─── DATASET ENTRIES ───

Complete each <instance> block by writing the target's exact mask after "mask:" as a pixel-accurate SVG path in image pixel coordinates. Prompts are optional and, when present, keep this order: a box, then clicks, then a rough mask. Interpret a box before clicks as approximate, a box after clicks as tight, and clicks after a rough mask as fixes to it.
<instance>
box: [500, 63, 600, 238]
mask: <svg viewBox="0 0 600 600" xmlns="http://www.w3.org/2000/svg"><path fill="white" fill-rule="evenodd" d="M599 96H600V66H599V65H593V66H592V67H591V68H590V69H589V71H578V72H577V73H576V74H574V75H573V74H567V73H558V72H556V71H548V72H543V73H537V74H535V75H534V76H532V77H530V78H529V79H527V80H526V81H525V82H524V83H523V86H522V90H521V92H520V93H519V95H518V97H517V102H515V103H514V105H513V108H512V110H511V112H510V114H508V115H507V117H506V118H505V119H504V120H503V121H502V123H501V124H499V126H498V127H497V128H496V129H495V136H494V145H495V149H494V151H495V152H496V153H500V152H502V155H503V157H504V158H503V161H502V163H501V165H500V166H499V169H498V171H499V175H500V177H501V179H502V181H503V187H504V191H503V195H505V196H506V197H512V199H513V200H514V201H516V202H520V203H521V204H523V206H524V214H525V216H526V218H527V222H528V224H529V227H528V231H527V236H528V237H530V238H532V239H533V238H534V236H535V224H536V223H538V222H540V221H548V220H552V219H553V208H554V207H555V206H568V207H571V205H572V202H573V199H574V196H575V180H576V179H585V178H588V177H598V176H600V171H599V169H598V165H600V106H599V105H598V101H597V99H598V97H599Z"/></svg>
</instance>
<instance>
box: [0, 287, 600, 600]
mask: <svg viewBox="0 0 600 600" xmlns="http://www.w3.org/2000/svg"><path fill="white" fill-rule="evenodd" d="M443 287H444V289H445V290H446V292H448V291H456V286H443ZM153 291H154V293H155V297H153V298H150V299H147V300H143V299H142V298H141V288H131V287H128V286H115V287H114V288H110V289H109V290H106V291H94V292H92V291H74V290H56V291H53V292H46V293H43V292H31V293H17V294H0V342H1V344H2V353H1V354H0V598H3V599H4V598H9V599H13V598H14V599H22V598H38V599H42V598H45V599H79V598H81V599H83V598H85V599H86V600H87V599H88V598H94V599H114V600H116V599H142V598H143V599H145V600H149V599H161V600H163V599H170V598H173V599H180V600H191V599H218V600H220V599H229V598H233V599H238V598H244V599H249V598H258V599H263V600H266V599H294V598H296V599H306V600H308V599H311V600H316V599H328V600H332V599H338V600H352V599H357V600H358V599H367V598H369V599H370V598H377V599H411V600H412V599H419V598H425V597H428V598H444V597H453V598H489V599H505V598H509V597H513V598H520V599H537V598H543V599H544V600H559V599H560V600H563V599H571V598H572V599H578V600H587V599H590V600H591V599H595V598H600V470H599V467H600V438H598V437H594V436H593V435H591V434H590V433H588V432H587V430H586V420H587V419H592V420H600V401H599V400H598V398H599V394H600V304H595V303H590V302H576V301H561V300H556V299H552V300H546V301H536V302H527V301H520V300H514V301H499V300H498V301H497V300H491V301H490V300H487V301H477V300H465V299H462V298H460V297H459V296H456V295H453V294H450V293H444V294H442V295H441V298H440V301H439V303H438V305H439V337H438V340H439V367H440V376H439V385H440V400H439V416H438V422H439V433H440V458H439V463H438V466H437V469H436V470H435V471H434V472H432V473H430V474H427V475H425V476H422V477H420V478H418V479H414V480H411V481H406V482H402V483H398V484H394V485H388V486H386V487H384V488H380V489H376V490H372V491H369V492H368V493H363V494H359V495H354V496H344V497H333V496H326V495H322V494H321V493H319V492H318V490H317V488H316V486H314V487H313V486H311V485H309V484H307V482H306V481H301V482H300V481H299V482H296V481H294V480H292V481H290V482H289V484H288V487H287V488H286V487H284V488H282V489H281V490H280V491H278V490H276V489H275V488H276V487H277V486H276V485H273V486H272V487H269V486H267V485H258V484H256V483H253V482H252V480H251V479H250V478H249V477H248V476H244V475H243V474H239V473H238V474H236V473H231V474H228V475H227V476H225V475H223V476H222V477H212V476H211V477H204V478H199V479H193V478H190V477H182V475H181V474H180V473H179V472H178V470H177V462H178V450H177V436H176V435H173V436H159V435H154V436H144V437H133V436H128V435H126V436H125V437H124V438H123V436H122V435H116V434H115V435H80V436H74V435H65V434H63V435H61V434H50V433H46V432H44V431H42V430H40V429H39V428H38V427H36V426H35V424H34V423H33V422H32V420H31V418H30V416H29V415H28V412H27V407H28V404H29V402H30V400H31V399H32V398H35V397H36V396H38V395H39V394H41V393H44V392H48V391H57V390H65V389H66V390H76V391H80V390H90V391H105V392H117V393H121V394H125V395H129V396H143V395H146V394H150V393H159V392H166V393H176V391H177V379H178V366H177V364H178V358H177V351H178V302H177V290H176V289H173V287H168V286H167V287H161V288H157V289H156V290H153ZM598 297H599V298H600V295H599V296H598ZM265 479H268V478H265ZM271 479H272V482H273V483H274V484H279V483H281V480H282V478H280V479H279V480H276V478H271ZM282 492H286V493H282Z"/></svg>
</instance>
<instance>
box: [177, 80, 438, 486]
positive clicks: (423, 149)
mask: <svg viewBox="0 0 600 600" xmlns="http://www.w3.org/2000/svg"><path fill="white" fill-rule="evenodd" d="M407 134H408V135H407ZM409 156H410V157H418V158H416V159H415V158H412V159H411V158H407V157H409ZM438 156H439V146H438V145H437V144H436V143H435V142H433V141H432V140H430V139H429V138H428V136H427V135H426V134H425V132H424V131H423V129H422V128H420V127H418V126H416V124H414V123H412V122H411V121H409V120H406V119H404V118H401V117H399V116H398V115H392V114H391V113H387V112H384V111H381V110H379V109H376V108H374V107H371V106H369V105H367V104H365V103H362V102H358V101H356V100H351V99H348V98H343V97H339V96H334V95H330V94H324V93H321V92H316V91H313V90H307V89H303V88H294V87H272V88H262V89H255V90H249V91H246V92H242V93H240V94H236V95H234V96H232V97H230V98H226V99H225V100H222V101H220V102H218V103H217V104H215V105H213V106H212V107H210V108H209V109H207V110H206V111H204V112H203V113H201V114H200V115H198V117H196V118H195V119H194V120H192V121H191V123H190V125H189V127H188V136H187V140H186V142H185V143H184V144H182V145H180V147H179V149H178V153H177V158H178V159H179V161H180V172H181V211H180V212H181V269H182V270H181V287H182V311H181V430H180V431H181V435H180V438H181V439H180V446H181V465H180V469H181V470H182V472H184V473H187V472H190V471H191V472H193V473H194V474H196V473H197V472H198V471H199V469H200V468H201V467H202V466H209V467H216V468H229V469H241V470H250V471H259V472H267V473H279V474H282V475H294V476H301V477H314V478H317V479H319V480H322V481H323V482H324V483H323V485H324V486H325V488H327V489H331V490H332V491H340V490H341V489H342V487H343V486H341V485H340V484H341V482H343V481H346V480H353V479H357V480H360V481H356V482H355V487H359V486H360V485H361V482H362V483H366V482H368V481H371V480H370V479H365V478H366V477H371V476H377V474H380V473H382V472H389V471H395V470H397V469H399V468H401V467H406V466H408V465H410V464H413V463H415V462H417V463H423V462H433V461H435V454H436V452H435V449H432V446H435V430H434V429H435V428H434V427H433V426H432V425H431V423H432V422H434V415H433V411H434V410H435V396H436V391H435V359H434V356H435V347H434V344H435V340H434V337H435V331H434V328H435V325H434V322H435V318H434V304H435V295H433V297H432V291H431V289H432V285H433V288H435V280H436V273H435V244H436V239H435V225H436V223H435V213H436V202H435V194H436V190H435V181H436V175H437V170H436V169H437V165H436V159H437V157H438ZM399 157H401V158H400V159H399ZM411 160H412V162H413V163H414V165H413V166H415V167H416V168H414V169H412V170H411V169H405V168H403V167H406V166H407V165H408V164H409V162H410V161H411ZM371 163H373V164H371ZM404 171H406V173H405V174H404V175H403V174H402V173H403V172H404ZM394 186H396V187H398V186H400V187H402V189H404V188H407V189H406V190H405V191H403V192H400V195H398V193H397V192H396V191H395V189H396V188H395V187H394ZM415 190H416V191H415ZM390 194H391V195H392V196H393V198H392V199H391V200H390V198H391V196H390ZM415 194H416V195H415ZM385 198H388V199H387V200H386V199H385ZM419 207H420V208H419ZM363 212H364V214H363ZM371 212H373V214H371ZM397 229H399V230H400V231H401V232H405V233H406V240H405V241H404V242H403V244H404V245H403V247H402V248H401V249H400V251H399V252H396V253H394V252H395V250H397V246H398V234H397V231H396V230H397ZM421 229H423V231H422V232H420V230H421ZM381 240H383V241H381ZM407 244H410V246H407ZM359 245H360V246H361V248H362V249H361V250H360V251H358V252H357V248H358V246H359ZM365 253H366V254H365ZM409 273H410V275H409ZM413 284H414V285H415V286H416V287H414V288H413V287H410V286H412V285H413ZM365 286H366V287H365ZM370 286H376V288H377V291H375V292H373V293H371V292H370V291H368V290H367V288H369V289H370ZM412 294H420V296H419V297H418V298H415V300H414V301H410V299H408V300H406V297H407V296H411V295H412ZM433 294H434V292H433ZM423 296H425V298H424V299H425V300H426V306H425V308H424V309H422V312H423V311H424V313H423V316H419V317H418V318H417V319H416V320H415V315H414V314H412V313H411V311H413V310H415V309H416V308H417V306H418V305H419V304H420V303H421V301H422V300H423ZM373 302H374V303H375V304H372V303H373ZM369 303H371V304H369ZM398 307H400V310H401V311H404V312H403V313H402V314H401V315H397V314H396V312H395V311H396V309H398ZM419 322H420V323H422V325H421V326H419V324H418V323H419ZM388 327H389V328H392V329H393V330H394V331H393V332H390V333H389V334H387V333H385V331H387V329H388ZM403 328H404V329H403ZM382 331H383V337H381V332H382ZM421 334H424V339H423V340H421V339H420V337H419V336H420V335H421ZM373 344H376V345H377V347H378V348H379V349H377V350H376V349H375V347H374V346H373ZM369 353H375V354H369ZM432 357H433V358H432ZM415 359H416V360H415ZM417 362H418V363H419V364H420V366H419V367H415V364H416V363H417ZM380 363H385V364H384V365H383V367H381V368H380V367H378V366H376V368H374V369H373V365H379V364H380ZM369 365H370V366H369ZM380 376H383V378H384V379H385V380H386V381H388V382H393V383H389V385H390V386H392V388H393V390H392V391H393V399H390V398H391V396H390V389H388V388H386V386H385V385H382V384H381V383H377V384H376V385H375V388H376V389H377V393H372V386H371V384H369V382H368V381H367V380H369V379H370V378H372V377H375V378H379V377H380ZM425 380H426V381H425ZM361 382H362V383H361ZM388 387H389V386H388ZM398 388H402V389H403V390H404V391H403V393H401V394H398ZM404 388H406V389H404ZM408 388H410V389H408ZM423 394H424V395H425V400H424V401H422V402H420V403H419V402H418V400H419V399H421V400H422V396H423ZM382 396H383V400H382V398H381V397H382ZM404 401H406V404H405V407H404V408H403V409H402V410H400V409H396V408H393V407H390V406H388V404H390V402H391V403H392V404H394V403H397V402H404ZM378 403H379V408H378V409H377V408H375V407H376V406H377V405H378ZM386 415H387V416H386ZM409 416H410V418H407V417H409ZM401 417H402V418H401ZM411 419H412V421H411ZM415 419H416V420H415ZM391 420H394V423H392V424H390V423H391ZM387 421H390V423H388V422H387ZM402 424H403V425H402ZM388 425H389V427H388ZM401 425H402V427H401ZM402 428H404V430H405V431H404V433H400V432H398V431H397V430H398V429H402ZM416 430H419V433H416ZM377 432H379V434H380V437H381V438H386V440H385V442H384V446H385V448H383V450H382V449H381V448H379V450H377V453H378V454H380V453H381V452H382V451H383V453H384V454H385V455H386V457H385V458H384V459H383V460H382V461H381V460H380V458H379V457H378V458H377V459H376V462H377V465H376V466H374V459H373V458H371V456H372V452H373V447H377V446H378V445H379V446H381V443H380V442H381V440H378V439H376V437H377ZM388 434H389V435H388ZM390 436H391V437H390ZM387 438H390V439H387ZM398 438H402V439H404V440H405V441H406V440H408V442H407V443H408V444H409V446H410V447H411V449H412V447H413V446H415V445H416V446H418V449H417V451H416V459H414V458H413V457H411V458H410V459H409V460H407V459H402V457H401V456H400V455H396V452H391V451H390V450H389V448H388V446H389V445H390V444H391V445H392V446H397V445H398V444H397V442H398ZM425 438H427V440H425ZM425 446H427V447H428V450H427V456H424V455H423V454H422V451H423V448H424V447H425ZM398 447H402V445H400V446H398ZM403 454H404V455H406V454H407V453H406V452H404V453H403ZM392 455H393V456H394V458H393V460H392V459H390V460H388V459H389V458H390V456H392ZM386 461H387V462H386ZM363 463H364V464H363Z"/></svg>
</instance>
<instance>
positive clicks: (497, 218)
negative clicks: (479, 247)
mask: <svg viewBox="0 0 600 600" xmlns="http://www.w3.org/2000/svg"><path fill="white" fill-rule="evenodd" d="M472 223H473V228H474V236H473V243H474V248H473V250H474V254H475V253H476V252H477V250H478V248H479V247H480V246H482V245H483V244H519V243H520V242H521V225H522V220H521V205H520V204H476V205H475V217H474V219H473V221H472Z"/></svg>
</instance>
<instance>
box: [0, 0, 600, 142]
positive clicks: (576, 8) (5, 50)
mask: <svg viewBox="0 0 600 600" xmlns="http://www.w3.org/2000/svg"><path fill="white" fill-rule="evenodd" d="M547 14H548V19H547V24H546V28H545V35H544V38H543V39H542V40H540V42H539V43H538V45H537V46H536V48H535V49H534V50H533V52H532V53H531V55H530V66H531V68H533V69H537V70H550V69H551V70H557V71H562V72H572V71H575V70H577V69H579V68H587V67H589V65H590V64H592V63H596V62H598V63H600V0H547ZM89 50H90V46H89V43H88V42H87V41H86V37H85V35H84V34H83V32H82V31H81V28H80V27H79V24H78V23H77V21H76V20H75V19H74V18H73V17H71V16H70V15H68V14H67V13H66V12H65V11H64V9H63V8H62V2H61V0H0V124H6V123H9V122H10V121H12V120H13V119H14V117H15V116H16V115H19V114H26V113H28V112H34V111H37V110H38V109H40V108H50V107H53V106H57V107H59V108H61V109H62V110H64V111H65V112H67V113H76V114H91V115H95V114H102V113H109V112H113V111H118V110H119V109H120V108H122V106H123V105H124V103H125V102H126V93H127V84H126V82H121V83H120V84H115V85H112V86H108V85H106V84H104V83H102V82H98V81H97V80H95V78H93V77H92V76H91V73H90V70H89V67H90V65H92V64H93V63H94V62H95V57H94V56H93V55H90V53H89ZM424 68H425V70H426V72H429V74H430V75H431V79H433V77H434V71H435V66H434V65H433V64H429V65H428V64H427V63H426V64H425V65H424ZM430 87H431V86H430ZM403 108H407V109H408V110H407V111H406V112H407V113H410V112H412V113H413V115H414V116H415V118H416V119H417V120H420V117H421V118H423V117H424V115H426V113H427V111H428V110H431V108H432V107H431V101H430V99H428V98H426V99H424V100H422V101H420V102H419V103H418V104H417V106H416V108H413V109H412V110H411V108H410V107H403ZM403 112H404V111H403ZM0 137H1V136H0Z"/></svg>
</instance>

───

WHAT YOU WILL DO -> Copy the rows above word for word, from the very first line down to and including the line that contains "box: [500, 63, 600, 238]".

TASK SOLUTION ->
Complete each <instance> block by writing the target's exact mask after "mask:" as a pixel-accurate SVG path in image pixel coordinates. Prompts are optional and, when present, keep this order: a box, then clicks, then a rough mask. Interpret a box before clicks as approximate, a box after clicks as tight, and clicks after a rough mask as fixes to it.
<instance>
box: [500, 63, 600, 238]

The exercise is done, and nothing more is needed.